(Consigne 1)
Relevez toutes les lignes des enregistrements qui contiennent le mot "chevrolet".
(Consigne 2)
Reprenez le texte sur la randonnée en Islande et poursuivez-le après sa dernière phrase.

(Texte fourni)
◆ ◆ ◆ ◆ ◆

Les deux voies les plus courantes d’exploration de l’Islande sont en même temps les plus opposées. D’un côté, la traversée nord-sud, voire est-ouest de l’île, hors-sentier et en totale autonomie, l’un des challenges européens les plus corsés ; de l’autre, bien plus facile, la Laugavegur, seule randonnée au long cours balisée, avec ses 75 kilomètres reliant la vallée de Þorsmork au Landmannalaugar, le site naturel le plus visité de l’île.

Faute de temps et de goût de l’extrême, je me rabats sur la Laugavegur, non sans en durcir le tracé. D’un côté, je double son kilométrage en implémentant quelques détours et en ajoutant un prologue (la classique étape Skógar – Þorsmork) et un épilogue entre le Landmannalaugar et Rjúpnavellir. De l’autre, je décide de marcher dans le sens non conventionnel, du sud au nord, donc de la mer vers les Hautes terres, ce qui rajoute du dénivelé mais permet d’avoir tout du long le soleil dans le dos.

◆ ◆ ◆ ◆ ◆

Lignes d'un jeu de données sur l'emplacement d'objets
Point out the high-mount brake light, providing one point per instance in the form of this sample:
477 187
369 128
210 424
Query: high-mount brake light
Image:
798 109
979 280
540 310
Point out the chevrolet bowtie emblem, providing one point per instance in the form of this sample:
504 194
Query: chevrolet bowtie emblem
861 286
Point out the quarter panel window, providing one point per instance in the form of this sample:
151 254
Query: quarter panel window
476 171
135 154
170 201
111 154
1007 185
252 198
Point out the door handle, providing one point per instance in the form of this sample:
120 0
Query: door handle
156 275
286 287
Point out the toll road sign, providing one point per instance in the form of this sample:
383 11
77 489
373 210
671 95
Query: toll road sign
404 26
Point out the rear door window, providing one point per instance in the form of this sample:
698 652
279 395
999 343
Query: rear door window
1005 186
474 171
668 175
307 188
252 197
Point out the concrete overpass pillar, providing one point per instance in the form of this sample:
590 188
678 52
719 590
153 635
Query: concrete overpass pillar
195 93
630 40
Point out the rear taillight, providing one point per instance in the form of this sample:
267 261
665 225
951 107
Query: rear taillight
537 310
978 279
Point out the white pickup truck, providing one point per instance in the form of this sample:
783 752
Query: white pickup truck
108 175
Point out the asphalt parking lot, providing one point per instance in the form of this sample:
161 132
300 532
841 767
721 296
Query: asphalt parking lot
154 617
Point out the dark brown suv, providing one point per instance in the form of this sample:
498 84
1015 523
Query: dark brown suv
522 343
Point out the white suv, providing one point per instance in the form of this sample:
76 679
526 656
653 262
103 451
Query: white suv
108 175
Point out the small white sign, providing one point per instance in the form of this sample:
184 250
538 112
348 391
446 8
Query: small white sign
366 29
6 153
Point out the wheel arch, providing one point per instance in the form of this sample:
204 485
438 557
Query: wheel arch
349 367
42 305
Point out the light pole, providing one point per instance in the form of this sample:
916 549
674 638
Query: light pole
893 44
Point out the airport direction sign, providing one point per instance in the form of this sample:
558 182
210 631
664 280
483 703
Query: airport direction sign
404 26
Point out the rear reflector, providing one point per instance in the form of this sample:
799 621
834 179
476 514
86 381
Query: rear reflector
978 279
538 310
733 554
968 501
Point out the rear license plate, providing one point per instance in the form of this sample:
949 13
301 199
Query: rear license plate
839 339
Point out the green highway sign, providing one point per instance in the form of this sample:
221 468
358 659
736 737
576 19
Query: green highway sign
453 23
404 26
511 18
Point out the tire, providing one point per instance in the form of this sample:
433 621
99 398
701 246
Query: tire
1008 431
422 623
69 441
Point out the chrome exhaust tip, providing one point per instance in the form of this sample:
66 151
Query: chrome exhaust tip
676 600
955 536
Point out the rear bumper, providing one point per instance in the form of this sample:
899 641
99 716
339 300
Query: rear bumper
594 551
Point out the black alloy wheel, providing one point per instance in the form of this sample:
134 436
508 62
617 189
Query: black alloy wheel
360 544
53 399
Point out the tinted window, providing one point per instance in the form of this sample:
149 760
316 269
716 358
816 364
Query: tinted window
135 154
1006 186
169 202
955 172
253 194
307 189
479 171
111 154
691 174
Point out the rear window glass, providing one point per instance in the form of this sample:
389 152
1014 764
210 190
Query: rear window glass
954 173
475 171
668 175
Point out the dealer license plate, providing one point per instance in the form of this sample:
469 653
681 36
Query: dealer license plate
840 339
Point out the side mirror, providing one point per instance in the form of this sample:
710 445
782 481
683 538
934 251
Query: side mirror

◆ ◆ ◆ ◆ ◆

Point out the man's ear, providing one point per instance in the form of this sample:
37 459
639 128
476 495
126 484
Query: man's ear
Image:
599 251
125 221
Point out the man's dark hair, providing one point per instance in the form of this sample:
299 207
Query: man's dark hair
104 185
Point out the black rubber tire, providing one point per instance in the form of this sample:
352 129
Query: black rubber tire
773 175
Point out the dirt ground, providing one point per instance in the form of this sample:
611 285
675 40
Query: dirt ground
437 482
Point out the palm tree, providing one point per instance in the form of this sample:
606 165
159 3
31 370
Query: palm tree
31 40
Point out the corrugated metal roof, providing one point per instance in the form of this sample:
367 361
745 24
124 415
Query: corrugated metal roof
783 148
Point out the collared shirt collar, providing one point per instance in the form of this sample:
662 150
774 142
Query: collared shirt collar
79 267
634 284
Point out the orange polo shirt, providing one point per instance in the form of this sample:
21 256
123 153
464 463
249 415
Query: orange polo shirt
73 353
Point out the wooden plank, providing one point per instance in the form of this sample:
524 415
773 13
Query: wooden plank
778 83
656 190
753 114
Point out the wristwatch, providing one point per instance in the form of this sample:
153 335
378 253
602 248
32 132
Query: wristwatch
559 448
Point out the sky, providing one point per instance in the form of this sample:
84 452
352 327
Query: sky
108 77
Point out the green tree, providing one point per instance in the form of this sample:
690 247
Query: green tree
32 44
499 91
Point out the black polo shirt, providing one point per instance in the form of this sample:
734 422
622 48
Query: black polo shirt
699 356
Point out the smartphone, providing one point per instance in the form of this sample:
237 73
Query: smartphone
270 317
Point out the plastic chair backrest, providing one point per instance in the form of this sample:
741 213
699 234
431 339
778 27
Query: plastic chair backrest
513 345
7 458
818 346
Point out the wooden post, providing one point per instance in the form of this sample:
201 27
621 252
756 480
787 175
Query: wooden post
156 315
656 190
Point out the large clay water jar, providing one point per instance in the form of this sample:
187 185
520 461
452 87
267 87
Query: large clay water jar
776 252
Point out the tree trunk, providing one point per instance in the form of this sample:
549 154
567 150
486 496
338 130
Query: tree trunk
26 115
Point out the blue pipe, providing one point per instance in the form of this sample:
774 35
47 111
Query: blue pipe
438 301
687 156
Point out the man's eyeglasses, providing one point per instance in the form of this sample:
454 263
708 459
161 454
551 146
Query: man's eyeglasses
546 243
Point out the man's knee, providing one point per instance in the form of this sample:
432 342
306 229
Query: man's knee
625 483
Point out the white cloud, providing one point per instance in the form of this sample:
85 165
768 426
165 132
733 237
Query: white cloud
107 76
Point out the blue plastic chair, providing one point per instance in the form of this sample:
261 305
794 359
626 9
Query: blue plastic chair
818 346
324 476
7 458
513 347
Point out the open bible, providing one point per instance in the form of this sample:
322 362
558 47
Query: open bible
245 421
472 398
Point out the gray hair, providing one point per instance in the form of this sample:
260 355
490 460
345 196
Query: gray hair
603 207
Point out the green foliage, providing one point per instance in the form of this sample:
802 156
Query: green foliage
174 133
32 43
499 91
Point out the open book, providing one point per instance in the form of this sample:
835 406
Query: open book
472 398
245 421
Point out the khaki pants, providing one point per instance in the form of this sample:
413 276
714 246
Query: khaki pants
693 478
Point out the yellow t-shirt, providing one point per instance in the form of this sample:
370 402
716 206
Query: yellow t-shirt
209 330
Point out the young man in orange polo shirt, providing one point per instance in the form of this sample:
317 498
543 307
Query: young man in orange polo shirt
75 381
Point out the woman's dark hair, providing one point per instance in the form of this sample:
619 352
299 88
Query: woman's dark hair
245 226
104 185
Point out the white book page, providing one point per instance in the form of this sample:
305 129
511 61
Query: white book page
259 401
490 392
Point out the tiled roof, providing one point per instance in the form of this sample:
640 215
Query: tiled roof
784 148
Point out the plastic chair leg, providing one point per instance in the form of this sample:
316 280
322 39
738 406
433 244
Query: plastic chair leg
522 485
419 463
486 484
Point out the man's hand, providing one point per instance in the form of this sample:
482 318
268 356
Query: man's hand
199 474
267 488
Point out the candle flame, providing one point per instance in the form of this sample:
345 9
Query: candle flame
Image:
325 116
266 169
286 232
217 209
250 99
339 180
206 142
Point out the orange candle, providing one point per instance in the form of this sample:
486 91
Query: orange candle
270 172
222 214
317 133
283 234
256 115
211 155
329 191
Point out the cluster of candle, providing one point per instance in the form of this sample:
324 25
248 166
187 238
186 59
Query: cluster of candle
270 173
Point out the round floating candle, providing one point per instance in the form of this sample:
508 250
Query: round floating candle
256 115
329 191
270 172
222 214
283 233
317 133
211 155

◆ ◆ ◆ ◆ ◆

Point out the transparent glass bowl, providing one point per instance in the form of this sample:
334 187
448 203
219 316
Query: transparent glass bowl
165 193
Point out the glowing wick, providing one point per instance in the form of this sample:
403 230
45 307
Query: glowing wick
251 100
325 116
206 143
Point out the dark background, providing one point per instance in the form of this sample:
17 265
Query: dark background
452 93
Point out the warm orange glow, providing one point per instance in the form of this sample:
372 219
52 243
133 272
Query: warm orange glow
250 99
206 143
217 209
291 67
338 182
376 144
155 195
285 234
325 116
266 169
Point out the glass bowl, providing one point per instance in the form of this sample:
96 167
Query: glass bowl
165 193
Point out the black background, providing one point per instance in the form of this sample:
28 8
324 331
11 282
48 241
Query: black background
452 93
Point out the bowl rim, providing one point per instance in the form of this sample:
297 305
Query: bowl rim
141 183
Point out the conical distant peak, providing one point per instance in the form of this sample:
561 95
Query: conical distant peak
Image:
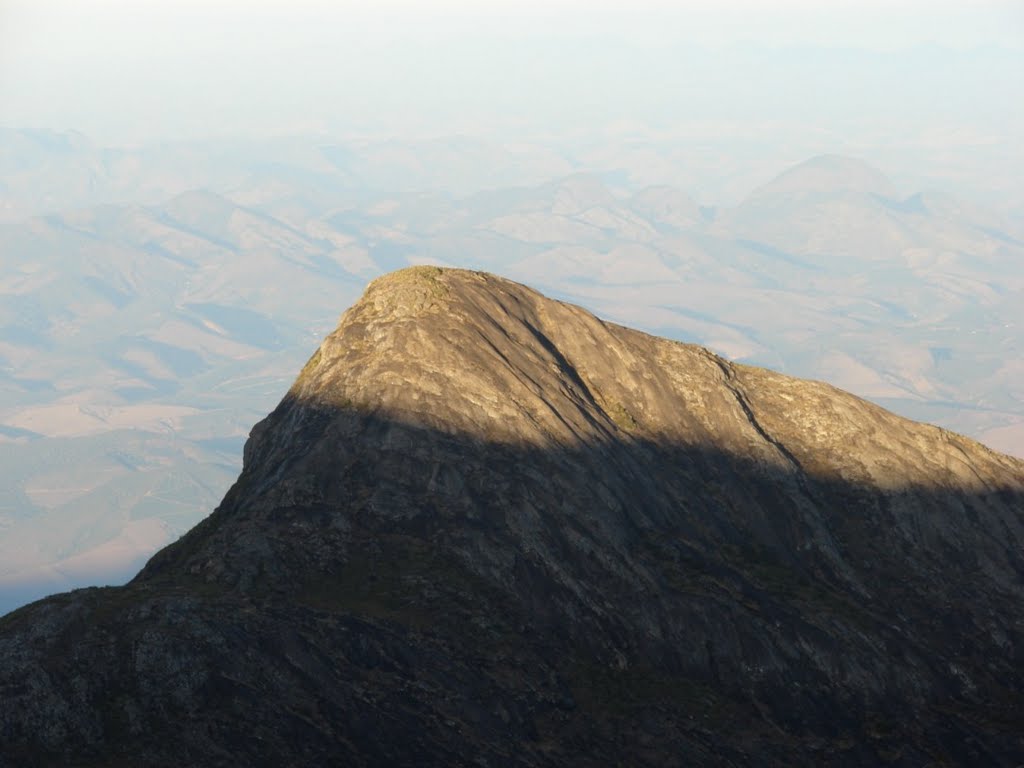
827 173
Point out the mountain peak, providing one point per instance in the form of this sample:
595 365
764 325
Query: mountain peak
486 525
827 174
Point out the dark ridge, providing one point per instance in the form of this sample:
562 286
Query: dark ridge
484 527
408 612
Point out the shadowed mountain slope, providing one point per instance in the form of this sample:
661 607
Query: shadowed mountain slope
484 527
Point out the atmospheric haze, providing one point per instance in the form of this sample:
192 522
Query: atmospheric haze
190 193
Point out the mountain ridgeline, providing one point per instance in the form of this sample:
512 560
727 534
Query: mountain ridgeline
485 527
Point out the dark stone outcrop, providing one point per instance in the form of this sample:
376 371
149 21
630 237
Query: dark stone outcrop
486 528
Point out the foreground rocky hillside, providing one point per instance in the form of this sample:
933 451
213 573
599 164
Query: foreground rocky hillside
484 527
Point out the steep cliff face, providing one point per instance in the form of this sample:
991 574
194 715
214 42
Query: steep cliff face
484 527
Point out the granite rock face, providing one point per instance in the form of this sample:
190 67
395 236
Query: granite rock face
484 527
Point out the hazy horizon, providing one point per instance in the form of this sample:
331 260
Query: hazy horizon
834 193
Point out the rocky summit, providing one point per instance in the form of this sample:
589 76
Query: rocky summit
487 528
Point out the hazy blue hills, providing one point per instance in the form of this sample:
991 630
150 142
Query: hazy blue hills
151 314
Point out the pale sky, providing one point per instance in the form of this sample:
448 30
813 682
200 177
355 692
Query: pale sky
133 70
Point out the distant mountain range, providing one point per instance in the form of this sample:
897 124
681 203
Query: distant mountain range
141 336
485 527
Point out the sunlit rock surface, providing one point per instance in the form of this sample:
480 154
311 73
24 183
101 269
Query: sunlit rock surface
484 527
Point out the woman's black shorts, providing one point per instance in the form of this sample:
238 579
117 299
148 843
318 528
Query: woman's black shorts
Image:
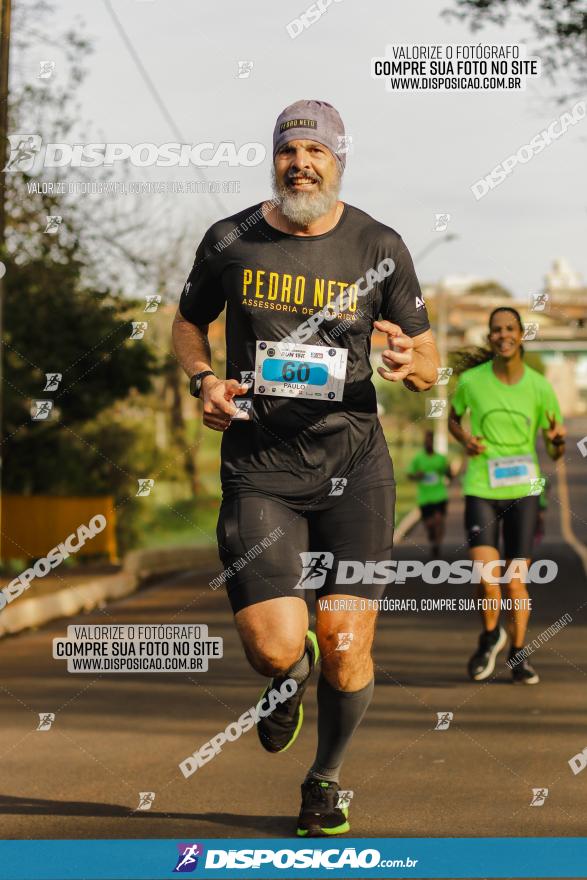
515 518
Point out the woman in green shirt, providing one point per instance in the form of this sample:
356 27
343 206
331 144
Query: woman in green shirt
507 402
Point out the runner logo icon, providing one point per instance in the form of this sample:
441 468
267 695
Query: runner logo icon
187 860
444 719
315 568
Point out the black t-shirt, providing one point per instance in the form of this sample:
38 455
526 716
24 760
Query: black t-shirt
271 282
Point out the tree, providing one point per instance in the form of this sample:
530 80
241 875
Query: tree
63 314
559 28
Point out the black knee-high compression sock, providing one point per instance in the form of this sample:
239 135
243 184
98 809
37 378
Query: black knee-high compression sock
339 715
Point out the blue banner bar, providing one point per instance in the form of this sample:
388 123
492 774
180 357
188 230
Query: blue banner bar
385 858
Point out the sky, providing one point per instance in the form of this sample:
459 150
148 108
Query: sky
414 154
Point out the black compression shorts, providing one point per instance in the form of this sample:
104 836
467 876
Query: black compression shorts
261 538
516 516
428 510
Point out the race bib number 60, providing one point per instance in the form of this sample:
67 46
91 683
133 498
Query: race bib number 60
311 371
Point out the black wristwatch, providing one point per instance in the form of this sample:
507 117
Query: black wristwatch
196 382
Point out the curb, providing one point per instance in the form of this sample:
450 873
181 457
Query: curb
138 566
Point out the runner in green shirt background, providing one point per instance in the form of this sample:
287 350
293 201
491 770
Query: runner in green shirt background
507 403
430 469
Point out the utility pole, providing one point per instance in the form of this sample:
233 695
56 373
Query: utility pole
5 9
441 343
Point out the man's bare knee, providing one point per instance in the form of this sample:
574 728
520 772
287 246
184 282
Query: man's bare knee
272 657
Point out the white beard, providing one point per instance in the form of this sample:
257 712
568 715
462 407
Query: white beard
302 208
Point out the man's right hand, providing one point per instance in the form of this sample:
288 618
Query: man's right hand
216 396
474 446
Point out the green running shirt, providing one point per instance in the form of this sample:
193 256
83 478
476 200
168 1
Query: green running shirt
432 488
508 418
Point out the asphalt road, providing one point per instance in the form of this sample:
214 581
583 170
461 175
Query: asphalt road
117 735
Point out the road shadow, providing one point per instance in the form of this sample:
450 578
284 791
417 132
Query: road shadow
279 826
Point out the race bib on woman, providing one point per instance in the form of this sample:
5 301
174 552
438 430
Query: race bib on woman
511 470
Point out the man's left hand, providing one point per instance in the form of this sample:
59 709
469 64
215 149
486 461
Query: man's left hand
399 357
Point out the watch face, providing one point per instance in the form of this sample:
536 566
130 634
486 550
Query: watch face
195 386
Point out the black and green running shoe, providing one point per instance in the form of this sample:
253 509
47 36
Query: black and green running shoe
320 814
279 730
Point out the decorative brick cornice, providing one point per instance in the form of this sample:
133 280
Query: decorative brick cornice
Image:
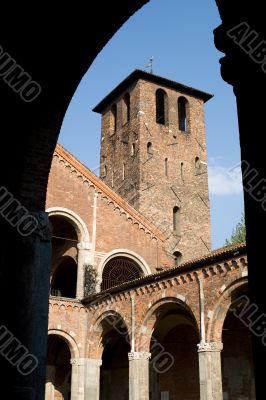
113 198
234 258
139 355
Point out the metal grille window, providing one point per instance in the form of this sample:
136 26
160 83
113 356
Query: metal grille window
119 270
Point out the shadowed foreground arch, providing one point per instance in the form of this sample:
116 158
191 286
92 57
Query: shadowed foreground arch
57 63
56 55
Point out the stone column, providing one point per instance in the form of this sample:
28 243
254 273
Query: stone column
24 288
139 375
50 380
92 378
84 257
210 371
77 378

◆ ◆ ◆ ◆ ◆

(Réponse finale 1)
Point out the chevrolet bowtie emblem, providing one point per instance in the form of this sample:
Query: chevrolet bowtie emblem

(Réponse finale 2)
Le tracé suivi, la Laugavegur proprement dite étant la partie comprise entre la nuit 1 et la nuit 3 (lien openrunner)

Je pensais consacrer au moins six jours aux 150 kilomètres du parcours. Au final, ils n’auront occupés que quatre journées et demie de marche, à un rythme intensif lié à la fois à la menace de pluies imminentes, à mes jambes de feu et à la facilité relative de la progression.

Il faut dire qu’on est loin du périple sauvage et solitaire que viennent chercher en Islande les randonneurs européens les plus audacieux. Le sentier est net, bien aménagé, le dénivelé faible, le revêtement correct ; les franchissements de rivière se comptent sur les doigts d’une main ; tous les quinze kilomètres, un camping permet de se ravitailler en eau ; celui du Landmannalaugar, accessible en voiture, dispose même de douches chaudes et d’une épicerie mobile ; et même si la crise sanitaire à fait s’effondrer l’affluence, on croise beaucoup de marcheurs, surtout quand on emprunte l’itinéraire en sens inverse.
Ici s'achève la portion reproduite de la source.